■ 文書抜粋 ■
►

「曖昧な要求」が、部下職員を苦しめる

「曖昧な要求」が、部下職員を苦しめる

■同僚に依頼したり、

部下に指示したのに、

思ったように動いてくれなかった、ということがあるでしょうか?

 

そんな時、

指示に従って動いてはもらったけれど、

「もっと丁寧にやってほしかった」

「もっときめ細かくして欲しかった」

「もっと真剣に」

「もっときちんと」

というもどかしさを感じたことでしょう。

 

しかし、考えてみれば、

別々に生まれ育ってきた者同士、

はっきりと伝えなかったら判らないのが当り前です。

 

はっきりと伝えたつもりでも

伝わっていなかったということも多々あるのですから。

 

一言一句、正確に伝わっていた時でさえ、

「そういう意味だと思いませんでしたー」

と枝毛を探しながら返答されて、

悲しくなったということも多々あるのではないでしょうか?

◄

■ 実践課題 1 ■
「曖昧な要求」の文章の内容を、二文で要約しなさい。
■ 実践課題 2 ■
「曖昧な要求」の文章では、「はっきりと伝えなかったら判らないのが当り前」とされている。その理由を文章に即して一文で説明しなさい。
「曖昧な要求」の文章だけを根拠として取り組むこと。

指示表現データ
►

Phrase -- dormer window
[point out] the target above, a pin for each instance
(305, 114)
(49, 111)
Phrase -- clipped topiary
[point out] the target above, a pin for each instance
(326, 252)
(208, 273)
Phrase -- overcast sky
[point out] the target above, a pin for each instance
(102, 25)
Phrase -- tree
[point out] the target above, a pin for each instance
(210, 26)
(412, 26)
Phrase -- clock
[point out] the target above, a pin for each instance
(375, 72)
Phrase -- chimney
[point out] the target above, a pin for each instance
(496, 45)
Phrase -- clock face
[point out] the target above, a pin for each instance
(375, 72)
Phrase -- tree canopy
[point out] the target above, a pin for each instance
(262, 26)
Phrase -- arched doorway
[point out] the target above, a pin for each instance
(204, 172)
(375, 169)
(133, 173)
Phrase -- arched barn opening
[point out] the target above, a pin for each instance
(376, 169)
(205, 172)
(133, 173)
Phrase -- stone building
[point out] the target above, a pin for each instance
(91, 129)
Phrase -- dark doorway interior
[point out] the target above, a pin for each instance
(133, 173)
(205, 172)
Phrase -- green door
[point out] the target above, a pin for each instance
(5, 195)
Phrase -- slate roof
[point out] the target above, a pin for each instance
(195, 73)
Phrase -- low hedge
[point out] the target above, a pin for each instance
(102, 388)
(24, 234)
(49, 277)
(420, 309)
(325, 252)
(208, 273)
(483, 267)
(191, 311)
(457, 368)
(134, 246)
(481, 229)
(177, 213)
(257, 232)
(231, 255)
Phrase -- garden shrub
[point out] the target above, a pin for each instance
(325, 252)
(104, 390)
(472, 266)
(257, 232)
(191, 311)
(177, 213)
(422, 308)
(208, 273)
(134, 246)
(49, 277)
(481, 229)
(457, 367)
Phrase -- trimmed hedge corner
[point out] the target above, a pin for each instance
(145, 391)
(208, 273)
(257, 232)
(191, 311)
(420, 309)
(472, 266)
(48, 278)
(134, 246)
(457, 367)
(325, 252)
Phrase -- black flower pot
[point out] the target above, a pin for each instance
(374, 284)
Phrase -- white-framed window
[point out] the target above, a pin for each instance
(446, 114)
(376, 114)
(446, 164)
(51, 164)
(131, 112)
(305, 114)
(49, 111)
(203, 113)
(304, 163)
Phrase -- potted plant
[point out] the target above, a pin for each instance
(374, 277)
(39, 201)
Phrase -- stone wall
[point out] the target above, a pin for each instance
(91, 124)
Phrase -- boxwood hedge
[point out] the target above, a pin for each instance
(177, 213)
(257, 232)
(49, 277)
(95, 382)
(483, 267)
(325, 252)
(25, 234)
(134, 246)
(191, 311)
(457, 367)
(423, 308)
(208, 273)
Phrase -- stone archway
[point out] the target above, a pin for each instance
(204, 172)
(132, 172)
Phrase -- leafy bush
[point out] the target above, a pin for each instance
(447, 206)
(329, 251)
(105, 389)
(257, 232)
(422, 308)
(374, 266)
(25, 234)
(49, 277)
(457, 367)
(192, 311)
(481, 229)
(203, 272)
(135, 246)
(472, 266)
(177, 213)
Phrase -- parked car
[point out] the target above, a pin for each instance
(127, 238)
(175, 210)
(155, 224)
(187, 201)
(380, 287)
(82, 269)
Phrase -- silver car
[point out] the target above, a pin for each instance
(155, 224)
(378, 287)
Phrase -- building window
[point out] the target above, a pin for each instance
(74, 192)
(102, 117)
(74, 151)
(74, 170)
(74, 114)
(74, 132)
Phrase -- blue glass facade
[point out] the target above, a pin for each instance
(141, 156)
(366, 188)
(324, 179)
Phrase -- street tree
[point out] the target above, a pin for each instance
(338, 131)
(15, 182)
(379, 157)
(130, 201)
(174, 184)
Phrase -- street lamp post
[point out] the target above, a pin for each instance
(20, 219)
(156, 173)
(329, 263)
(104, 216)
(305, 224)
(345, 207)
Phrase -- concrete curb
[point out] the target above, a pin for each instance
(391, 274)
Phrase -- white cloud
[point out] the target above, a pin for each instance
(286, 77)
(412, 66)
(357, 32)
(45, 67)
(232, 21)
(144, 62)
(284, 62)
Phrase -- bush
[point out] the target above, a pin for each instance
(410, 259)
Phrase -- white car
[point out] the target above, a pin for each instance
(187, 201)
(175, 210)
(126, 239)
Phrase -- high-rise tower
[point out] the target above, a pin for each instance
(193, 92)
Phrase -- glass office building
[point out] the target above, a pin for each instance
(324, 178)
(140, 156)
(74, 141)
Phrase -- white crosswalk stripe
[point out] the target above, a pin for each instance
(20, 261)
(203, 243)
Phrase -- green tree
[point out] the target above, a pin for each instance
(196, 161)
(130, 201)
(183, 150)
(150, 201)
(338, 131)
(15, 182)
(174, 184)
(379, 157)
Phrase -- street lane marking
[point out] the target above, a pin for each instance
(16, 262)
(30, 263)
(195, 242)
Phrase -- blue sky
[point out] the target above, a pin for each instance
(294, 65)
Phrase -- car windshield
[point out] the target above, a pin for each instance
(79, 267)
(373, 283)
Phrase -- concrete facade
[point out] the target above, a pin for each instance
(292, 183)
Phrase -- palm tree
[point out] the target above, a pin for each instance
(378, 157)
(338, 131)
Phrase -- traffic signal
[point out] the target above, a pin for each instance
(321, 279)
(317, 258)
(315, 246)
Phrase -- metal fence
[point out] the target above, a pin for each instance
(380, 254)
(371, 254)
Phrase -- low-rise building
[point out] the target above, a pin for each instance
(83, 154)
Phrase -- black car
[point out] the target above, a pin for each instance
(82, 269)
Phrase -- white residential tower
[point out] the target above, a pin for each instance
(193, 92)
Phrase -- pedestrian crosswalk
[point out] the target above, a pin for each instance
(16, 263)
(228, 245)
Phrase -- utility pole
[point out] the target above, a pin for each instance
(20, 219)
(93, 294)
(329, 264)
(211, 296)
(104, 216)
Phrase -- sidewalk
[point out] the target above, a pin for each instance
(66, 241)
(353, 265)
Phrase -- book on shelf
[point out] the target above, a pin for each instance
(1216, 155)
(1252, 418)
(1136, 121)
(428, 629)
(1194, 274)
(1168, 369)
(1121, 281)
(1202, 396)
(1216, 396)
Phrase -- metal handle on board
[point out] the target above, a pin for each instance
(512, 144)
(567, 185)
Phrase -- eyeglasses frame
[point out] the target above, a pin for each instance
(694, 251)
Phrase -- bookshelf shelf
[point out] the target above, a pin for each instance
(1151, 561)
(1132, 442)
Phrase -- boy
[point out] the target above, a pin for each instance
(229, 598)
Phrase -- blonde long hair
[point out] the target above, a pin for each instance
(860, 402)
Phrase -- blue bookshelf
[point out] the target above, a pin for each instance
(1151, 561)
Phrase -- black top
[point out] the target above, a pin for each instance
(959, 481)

◄

■ 解答例 1 ■
同僚や部下に依頼や指示をしても思ったように動いてもらえず、「もっと丁寧に」「もっときちんと」といったもどかしさを感じることがある。しかし、はっきり伝えなければ判らないのが当たり前であり、伝えたつもりでも伝わっていないことや、一言一句正確に伝わっていても意味が通じていないことも多々ある。

■ 解答例 2 ■
相手とは別々に生まれ育ってきた者同士だからである。